• [INSTRUCTIONS TO FOLLOW]:
Although the records contain pictures, the copy must not; reproduce everything else in them exactly.

• [GIVEN RECORDS]:

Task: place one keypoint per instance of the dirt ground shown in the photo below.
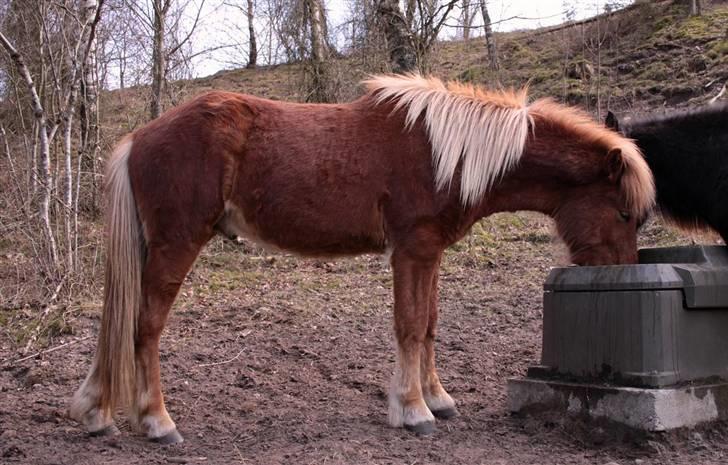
(273, 359)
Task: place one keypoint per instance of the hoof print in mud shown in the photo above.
(422, 429)
(110, 430)
(446, 413)
(173, 437)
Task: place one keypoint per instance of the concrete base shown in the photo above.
(643, 409)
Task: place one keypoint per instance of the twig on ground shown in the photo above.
(43, 352)
(722, 91)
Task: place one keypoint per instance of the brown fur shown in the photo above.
(327, 180)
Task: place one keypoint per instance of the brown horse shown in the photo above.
(405, 170)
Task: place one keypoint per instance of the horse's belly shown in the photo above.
(308, 228)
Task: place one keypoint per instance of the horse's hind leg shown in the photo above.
(437, 399)
(164, 272)
(413, 277)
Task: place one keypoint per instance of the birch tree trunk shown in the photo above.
(318, 34)
(44, 149)
(319, 51)
(253, 52)
(466, 19)
(89, 113)
(159, 65)
(399, 41)
(489, 38)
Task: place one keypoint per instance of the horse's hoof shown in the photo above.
(445, 413)
(110, 430)
(173, 437)
(422, 429)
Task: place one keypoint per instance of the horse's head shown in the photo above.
(597, 220)
(605, 187)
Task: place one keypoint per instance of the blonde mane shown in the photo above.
(487, 132)
(637, 182)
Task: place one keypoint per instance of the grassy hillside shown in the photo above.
(651, 55)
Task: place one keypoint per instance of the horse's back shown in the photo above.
(688, 155)
(313, 179)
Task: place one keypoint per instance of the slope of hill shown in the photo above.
(651, 55)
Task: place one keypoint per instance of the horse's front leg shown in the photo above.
(437, 399)
(413, 278)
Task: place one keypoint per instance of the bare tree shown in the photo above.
(162, 22)
(489, 37)
(466, 18)
(253, 51)
(64, 44)
(159, 56)
(45, 131)
(399, 41)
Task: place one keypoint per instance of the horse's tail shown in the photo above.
(125, 252)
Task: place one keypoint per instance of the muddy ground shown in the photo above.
(273, 359)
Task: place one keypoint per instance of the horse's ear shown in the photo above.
(611, 121)
(614, 165)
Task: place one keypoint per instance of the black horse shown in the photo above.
(688, 154)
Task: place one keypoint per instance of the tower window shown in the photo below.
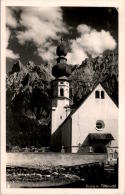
(100, 125)
(61, 92)
(97, 94)
(102, 95)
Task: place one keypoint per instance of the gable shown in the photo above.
(93, 102)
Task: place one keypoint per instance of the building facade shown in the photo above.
(92, 127)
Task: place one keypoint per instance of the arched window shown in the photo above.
(97, 94)
(100, 125)
(102, 95)
(61, 92)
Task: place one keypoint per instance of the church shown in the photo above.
(90, 128)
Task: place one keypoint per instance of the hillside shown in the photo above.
(29, 96)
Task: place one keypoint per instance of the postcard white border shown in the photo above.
(120, 4)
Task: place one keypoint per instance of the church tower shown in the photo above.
(60, 89)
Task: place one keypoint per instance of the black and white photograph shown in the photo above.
(62, 97)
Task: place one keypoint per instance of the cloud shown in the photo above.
(42, 27)
(9, 53)
(77, 54)
(90, 42)
(11, 23)
(10, 18)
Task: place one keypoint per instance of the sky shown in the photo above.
(33, 33)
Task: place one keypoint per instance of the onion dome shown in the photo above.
(60, 70)
(61, 49)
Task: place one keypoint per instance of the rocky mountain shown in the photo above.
(28, 95)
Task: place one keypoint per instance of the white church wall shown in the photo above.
(84, 119)
(59, 113)
(66, 130)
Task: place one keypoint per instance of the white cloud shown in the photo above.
(9, 52)
(10, 19)
(90, 42)
(77, 54)
(42, 25)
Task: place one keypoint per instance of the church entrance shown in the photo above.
(99, 142)
(99, 147)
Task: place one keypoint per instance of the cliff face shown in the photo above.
(29, 96)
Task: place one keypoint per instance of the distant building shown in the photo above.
(92, 127)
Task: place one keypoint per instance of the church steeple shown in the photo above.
(60, 88)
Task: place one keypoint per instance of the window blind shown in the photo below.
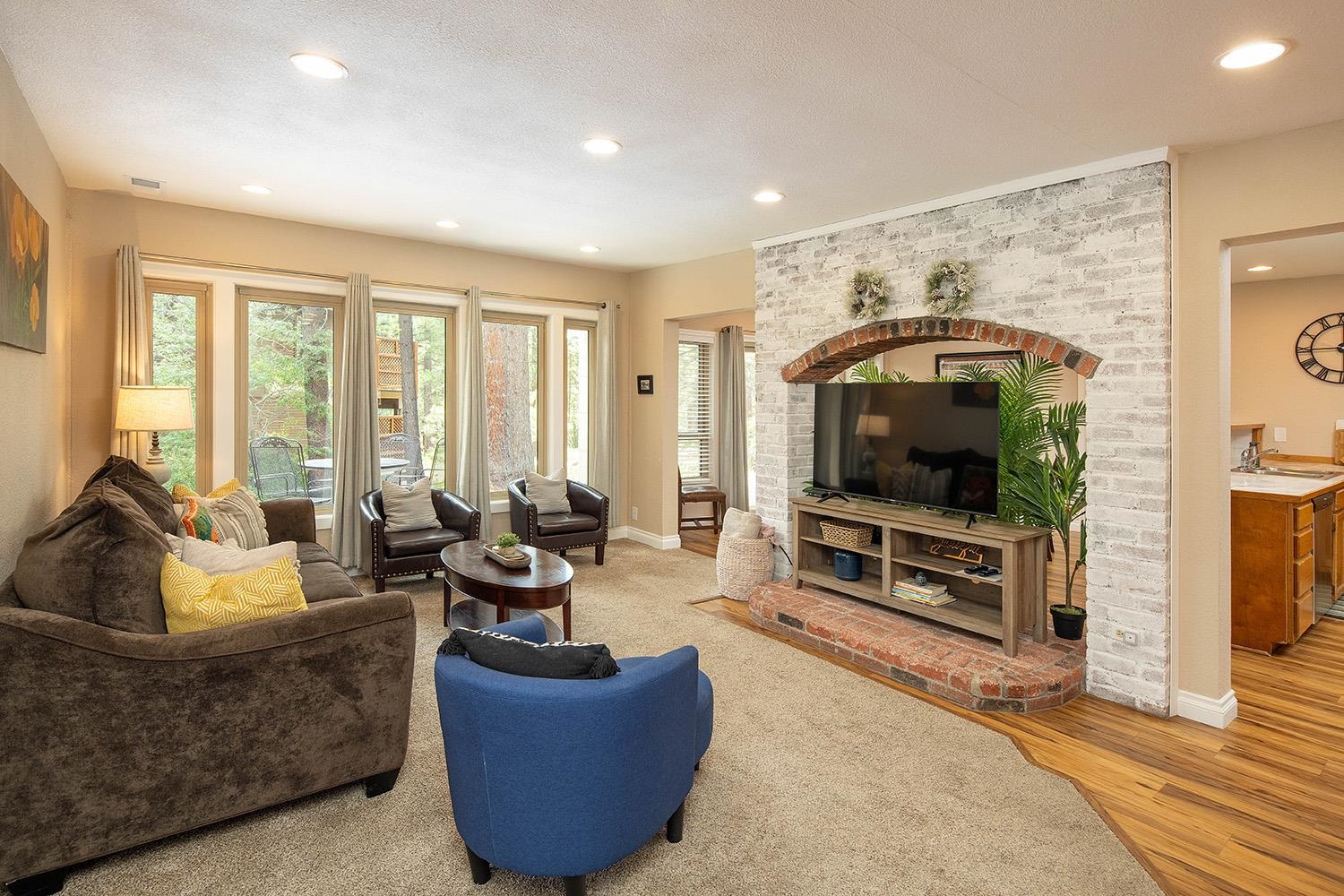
(694, 406)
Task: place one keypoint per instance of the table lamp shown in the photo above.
(153, 409)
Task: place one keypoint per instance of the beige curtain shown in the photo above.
(473, 462)
(357, 422)
(730, 416)
(132, 359)
(605, 474)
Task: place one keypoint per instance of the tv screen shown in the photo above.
(927, 444)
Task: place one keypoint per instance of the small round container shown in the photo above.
(849, 565)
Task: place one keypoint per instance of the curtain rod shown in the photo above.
(336, 279)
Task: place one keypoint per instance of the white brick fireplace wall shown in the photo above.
(1086, 261)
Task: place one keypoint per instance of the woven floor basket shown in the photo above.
(847, 533)
(742, 564)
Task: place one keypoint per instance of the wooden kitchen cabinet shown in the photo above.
(1273, 570)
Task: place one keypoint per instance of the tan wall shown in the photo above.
(1269, 386)
(659, 298)
(101, 222)
(1236, 193)
(34, 389)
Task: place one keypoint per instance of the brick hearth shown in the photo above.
(962, 668)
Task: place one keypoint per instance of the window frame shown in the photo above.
(590, 328)
(704, 341)
(542, 381)
(244, 296)
(451, 398)
(204, 362)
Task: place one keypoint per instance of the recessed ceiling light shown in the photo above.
(1257, 53)
(319, 66)
(601, 145)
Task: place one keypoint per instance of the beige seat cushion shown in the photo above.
(408, 509)
(566, 522)
(218, 559)
(550, 493)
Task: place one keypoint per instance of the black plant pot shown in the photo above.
(1067, 625)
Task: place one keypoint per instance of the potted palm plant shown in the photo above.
(1051, 490)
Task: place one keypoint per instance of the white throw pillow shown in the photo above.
(741, 524)
(238, 516)
(409, 509)
(218, 559)
(550, 495)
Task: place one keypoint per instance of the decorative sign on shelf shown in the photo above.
(1320, 349)
(949, 288)
(867, 296)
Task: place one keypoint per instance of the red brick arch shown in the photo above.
(827, 360)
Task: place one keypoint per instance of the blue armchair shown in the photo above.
(559, 778)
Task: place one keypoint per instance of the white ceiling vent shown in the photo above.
(144, 185)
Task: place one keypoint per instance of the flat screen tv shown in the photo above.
(932, 445)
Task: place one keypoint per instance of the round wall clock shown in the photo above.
(1320, 349)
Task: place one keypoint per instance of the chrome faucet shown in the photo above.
(1252, 455)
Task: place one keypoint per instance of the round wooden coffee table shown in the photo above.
(540, 586)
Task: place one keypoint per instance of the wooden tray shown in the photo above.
(521, 560)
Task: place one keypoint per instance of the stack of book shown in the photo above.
(932, 594)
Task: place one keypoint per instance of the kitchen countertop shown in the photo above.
(1288, 487)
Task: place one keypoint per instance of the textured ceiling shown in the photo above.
(475, 112)
(1320, 255)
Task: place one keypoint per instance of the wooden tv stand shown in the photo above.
(900, 549)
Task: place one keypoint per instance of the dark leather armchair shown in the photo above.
(389, 554)
(583, 527)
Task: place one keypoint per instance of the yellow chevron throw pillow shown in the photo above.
(195, 600)
(182, 490)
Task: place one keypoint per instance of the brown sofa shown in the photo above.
(583, 527)
(113, 739)
(392, 554)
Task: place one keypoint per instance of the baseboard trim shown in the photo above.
(659, 541)
(1207, 711)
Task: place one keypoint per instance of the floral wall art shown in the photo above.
(23, 269)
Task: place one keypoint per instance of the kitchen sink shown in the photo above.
(1276, 470)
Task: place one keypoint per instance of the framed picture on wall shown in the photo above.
(23, 269)
(951, 365)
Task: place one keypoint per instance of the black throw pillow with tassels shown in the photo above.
(518, 657)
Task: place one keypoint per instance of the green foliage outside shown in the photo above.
(174, 323)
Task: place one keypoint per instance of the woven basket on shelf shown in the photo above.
(847, 533)
(742, 564)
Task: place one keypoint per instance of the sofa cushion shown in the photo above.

• [FINAL ANSWER]:
Task: place one keypoint per instance of the dirt ground shown in the photo below.
(273, 359)
Task: place one keypoint per instance of the hoof print in mud shown in the photo above.
(422, 429)
(110, 430)
(446, 413)
(173, 437)
Task: place one keypoint per instance of the concrete base shown in the photo above.
(643, 409)
Task: place one keypoint per instance of the twig on ground shown in the photo above.
(43, 352)
(722, 91)
Task: place one keypoint per instance of the brown fur shown in the photo above.
(327, 180)
Task: place one keypoint per instance of the brown horse shown in the photo above.
(405, 170)
Task: place one keypoint per instance of the horse's belly shown in the photo above.
(308, 228)
Task: place one keypoint per instance of the horse's hind leg shown in the photo above.
(437, 399)
(164, 272)
(413, 277)
Task: place one keypoint per instance of the birch tree trunk shown in the photo above.
(318, 34)
(44, 149)
(319, 51)
(253, 52)
(466, 19)
(89, 113)
(159, 65)
(399, 41)
(489, 38)
Task: place one keypoint per instance of the horse's hoof shown in the photo above.
(445, 413)
(110, 430)
(173, 437)
(422, 429)
Task: place one keypoint per instance of the horse's head shown in the photo above.
(597, 220)
(605, 187)
Task: place one keypoint per instance of the blonde mane shown in the photo above.
(487, 132)
(637, 182)
Task: place one keypoint per instance of the grassy hillside shown in the photo above.
(651, 55)
Task: place one keypoint per instance of the horse's back shown in the photo above.
(688, 155)
(313, 179)
Task: place one keypoint per instance of the slope of hill shown in the photo above.
(651, 55)
Task: place one keypoint per instance of the horse's front leg shown in the photo above.
(437, 399)
(413, 278)
Task: place one keypoint per instance of the bare tree shown in the photo above.
(162, 22)
(489, 37)
(466, 18)
(253, 51)
(64, 44)
(159, 56)
(45, 131)
(399, 41)
Task: place one keypoint per instance of the horse's tail shown in the photo above.
(125, 252)
Task: place one keypoint per instance of the muddy ground shown in the photo above.
(273, 359)
Task: place one keypoint per instance of the horse's ear shown in the photo above.
(611, 121)
(614, 165)
Task: place one keypoint per instance of the black horse shown in the photo above.
(688, 154)
Task: place one keypoint per instance of the tower window shown in the photo below.
(100, 125)
(61, 92)
(97, 94)
(102, 95)
Task: place one keypoint per instance of the gable shown in the photo above.
(93, 102)
Task: place one keypoint per instance of the building facade shown in the photo above.
(92, 127)
Task: place one keypoint per instance of the arched window shown in the photo above.
(97, 94)
(100, 125)
(102, 95)
(61, 92)
Task: place one keypoint per instance of the church shown in the photo above.
(90, 128)
Task: place one keypoint per instance of the hillside shown in the photo above.
(29, 96)
Task: place one keypoint per instance of the postcard white border shown in the photo above.
(120, 4)
Task: place one keypoint per instance of the church tower shown in the photo above.
(60, 89)
Task: place one keypoint per instance of the black and white photograph shown in the photo above.
(62, 97)
Task: place one keypoint per instance of the cloud shown in the photo above.
(42, 27)
(9, 53)
(77, 54)
(90, 42)
(11, 23)
(10, 18)
Task: place one keypoint per instance of the sky shown in the photo above.
(33, 33)
Task: place one keypoint per instance of the onion dome shown in the photo above.
(60, 70)
(61, 49)
Task: place one keypoint per instance of the rocky mountain shown in the photo above.
(28, 95)
Task: place one keypoint per instance of the white church wall shown in the photo above.
(84, 119)
(59, 113)
(66, 130)
Task: place one keypoint per instance of the white cloud shown in the photo above.
(9, 52)
(10, 19)
(90, 42)
(77, 54)
(42, 25)
Task: place one keypoint per instance of the church entrance shown in the photo above.
(99, 142)
(99, 147)
Task: place one keypoint per instance of the cliff face shown in the photo above.
(29, 96)
Task: place one keypoint per instance of the distant building shown in the photo above.
(92, 127)
Task: place one keypoint per instance of the church steeple shown in the photo above.
(60, 88)
Task: place one keypoint per instance of the window blind shown in the photo below.
(694, 406)
Task: place one keypoint per instance of the table lamp shown in the photo above.
(153, 409)
Task: place one keypoint per instance of the beige curtain shown in the photo above.
(473, 462)
(357, 422)
(730, 416)
(132, 359)
(605, 474)
Task: place one keypoint per instance of the tv screen shown in the photo above.
(927, 444)
Task: place one keypoint per instance of the small round container shown in the photo above.
(849, 565)
Task: place one keypoint per instance of the curtain rod shown in the photo above.
(336, 279)
Task: place one keypoint per instance of the white brick fireplace wall shown in the photo above.
(1086, 261)
Task: place one keypoint per instance of the woven floor basket shown in the photo above.
(847, 533)
(742, 564)
Task: place one keypoint per instance of the wooden kitchen cabinet shown in the photo above.
(1273, 570)
Task: place one keypoint per instance of the tan wall shown in the photo above.
(1269, 386)
(659, 298)
(101, 222)
(1236, 193)
(34, 389)
Task: place one keypoint per instance of the brick hearth shown in the photo above.
(962, 668)
Task: place one keypoint per instance of the window frame shown in the photo above.
(590, 328)
(704, 341)
(542, 381)
(244, 296)
(451, 398)
(204, 362)
Task: place one keypoint per instance of the recessed ceiling light shown in the photo above.
(1257, 53)
(319, 66)
(601, 145)
Task: place one keypoint per instance of the beige seat cushion shown in the photo above.
(408, 509)
(566, 522)
(218, 559)
(550, 493)
Task: place one keypoint per instance of the black plant pot shown in the photo above.
(1067, 625)
Task: place one keypoint per instance of the potted palm plant shown in the photo above.
(1051, 490)
Task: place one keypoint per instance of the white throw pillow shown in the photo above.
(741, 524)
(238, 516)
(409, 509)
(218, 559)
(550, 495)
Task: place one keypoint per instance of the decorative sign on shelf shown in the photo above.
(1320, 349)
(949, 288)
(867, 296)
Task: place one keypoint per instance of the red brick arch shown in the photo above.
(827, 360)
Task: place one keypoint per instance of the blue armchair shown in the photo above.
(559, 778)
Task: place one keypoint per instance of the white ceiling vent shown in the photo above.
(144, 185)
Task: place one keypoint per instance of the flat screen tv shown in the photo above.
(932, 445)
Task: place one keypoint per instance of the round wall clock shown in the photo above.
(1320, 349)
Task: place one keypoint per instance of the chrome faucet shown in the photo above.
(1252, 455)
Task: place one keypoint per instance of the round wooden coffee table shown in the photo above.
(540, 586)
Task: place one keypoint per instance of the wooden tray shown in the photo above.
(521, 560)
Task: place one keypoint per instance of the stack of book shown in the photo above.
(932, 594)
Task: place one keypoint per instance of the kitchen countertop shown in the photo above.
(1288, 487)
Task: place one keypoint per instance of the textured ceiling shown in the photo above.
(475, 112)
(1320, 255)
Task: place one keypoint per instance of the wooden tv stand shown in the photo above.
(900, 549)
Task: place one keypoint per instance of the dark leather armchair shown in the photo above.
(389, 554)
(583, 527)
Task: place one keypoint per instance of the yellow chevron throw pillow shown in the photo above.
(195, 600)
(182, 490)
Task: place one keypoint per instance of the brown sofa shown in the photo above.
(583, 527)
(113, 739)
(392, 554)
Task: place one keypoint per instance of the baseboard trim shown in the photo above.
(659, 541)
(1207, 711)
Task: place one keypoint per instance of the floral wall art shown in the photo above.
(23, 269)
Task: place one keypoint per instance of the kitchen sink shown in the photo above.
(1276, 470)
Task: place one keypoint per instance of the framed picture on wall shown in the photo above.
(23, 269)
(951, 365)
Task: place one keypoint per instance of the black throw pillow with tassels shown in the photo above.
(518, 657)
Task: place one keypoint per instance of the green foliage outside shown in the photo above.
(174, 323)
Task: place one keypoint per instance of the woven basket on shelf shown in the photo above.
(847, 533)
(742, 564)
Task: place one keypoint per instance of the sofa cushion shown in the photo above.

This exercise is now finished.